L’ouvrage de Maxim Boyko, Représenter le roi au sortir du XVIe siècle. France et Angleterre en quête d’un art diplomatique (1610-1642), préfacé par Olivier Christin et paru au Classiques Garnier, constitue une contribution majeure à l’historiographie des relations internationales et de la diplomatie au début du XVIIe siècle.
Dans cette étude de 900 pages, lauréate du Prix Jean Favier 2024, l’auteur réexamine les liens complexes entre la France et l’Angleterre de 1610 à 1642, en plaçant au cœur de son analyse le fonctionnement de l’appareil diplomatique des deux royaumes. L’ambition de Maxim Boyko est de comprendre comment l’état des structures administratives et la sociologie des acteurs ont directement influencé le cours des événements politiques. Loin de se contenter d’un récit chronologique, l’auteur propose une lecture renouvelée des dynamiques politiques et stratégiques de cette période, s’appuyant notamment sur une exploitation approfondie de la correspondance diplomatique et des écrits privés issus des archives françaises, anglaises, voire vénitiennes. Cette approche permet de s’affranchir des prismes nationaux traditionnels, souvent prégnants dans l’historiographie.

> **Consigne A**
Relevez, sans les modifier, toutes les lignes des enregistrements qui contiennent le mot « pants ».

> **Entrées de données**

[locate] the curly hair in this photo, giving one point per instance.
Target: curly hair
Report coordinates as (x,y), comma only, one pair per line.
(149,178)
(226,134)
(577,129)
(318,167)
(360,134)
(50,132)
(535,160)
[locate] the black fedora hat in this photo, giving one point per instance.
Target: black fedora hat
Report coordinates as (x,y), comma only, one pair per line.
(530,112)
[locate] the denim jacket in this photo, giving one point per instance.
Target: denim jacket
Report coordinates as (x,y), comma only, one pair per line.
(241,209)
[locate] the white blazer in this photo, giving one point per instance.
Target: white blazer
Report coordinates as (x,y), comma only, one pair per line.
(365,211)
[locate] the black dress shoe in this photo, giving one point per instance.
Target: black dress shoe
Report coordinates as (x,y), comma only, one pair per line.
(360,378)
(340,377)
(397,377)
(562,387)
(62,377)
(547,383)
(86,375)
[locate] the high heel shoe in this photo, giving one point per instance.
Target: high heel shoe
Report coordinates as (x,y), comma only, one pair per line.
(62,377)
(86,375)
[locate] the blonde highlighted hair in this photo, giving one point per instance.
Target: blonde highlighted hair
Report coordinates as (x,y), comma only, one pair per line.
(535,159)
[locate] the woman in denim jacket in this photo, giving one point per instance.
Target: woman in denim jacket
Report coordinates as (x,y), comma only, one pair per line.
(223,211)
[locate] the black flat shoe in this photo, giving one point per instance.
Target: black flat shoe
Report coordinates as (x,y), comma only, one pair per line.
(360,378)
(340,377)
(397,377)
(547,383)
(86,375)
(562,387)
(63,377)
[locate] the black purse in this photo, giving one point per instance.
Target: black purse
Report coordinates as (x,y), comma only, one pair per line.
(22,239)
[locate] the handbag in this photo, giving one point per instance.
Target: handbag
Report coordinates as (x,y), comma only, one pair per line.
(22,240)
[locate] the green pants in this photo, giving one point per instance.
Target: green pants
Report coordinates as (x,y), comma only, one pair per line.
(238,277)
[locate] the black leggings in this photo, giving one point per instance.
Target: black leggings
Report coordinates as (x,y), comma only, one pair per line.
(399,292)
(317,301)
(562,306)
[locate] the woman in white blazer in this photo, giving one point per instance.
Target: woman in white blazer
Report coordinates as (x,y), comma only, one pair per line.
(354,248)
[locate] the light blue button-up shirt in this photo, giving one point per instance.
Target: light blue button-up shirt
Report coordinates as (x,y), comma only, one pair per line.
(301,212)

> **Consigne B**
Veuillez expliquer, d'après l'extrait retenu, ce que permet à Maxim Boyko son recours à des sources issues de plusieurs pays. Répondez en une à trois phrases.

> **Résultat A**
[locate] the green pants in this photo, giving one point per instance.
Target: green pants

> **Résultat B**
L'extrait précise que l'auteur exploite la correspondance diplomatique et les écrits privés conservés dans les archives françaises, anglaises et même vénitiennes. Cette approche lui permet de s'affranchir des prismes nationaux traditionnels, souvent prégnants dans l'historiographie.